Keeping every word and mark, copy all of the data.
(Beginning of Data for review)
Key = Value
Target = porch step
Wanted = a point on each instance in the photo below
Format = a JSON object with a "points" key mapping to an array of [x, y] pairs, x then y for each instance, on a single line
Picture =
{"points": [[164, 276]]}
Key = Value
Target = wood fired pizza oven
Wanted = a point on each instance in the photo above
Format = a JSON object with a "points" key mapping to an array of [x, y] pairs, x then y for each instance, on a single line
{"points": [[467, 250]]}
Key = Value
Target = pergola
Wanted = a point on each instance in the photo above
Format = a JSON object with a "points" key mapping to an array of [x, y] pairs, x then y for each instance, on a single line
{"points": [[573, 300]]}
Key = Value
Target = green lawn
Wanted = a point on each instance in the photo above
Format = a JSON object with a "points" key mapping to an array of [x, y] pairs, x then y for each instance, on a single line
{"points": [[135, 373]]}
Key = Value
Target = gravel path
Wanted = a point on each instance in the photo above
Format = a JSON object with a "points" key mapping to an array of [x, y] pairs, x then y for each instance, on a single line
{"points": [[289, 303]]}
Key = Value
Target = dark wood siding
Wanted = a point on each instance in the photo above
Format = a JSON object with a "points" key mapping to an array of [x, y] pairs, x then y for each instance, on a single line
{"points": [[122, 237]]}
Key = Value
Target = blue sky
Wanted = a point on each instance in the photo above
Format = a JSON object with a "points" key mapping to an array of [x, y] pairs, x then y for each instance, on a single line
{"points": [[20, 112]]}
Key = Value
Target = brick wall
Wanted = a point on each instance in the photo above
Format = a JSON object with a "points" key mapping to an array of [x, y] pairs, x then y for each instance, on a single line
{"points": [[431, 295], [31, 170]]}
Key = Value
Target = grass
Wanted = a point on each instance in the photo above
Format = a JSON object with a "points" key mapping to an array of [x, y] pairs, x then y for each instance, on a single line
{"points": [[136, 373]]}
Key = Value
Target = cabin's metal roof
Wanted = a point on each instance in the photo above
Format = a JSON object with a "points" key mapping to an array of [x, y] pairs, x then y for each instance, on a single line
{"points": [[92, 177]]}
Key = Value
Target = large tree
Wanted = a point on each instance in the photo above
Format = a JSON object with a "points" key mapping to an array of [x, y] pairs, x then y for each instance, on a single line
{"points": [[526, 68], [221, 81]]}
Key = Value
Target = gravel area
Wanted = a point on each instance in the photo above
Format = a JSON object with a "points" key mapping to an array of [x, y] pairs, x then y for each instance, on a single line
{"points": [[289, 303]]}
(End of Data for review)
- **Solution for this exercise**:
Key = Value
Target = porch step
Wanted = a point on each instance in the photo below
Format = a JSON object with a "points" key mapping to an array of [x, y] pairs, x then y for each instance, on a single line
Picture =
{"points": [[164, 276]]}
Key = Value
Target = wood fired pizza oven
Wanted = a point on each instance in the photo above
Format = a JSON object with a "points" key mapping to an array of [x, y] pairs, x then y for each instance, on a single line
{"points": [[467, 250]]}
Key = Value
Target = pergola
Wanted = a point on each instance in the photo above
Format = a JSON object with a "points" key mapping to an array of [x, y] pairs, x then y for each instance, on a single line
{"points": [[573, 300]]}
Key = Value
Target = green lawn
Wanted = a point on each instance in the photo above
Format = a JSON object with a "points" key mapping to an array of [x, y] pairs, x then y for each instance, on a single line
{"points": [[135, 373]]}
Key = Value
Target = gravel path
Wanted = a point on each instance in the photo above
Format = a JSON object with a "points" key mapping to an array of [x, y] pairs, x then y for each instance, on a single line
{"points": [[289, 303]]}
Key = Value
Target = dark wood siding
Wanted = a point on each instance in the photo above
Format = a JSON object with a "points" key mapping to an array of [x, y] pairs, x then y for each instance, on a single line
{"points": [[122, 237]]}
Key = Value
Target = blue sky
Wanted = a point on each instance in the photo above
Format = a JSON object with a "points" key mapping to an array of [x, y] pairs, x then y for each instance, on a single line
{"points": [[20, 112]]}
Key = Value
Target = brick wall
Wanted = a point on each instance in the photo above
Format = a JSON object with a "points" key mapping to an array of [x, y] pairs, x then y for each instance, on a single line
{"points": [[431, 295], [31, 170]]}
Key = Value
Target = grass
Wanted = a point on each instance in the photo above
Format = a JSON object with a "points" key mapping to an array of [x, y] pairs, x then y for each instance, on a single line
{"points": [[136, 373]]}
Key = Value
Target = cabin's metal roof
Wanted = a point on each instance in the photo above
Format = a JSON object with a "points" key mapping to an array of [x, y] pairs, x then y for each instance, on a single line
{"points": [[92, 177]]}
Key = Value
Target = large tree
Wanted = a point on each instance in the photo above
Format = a JSON object with a "points" key mapping to an array of [x, y] pairs, x then y for each instance, on a single line
{"points": [[526, 68], [221, 81]]}
Key = Value
Target = gravel area
Wanted = a point on each instance in the photo above
Format = a JSON object with a "points" key mapping to an array of [x, y] pairs, x then y for each instance, on a single line
{"points": [[289, 303]]}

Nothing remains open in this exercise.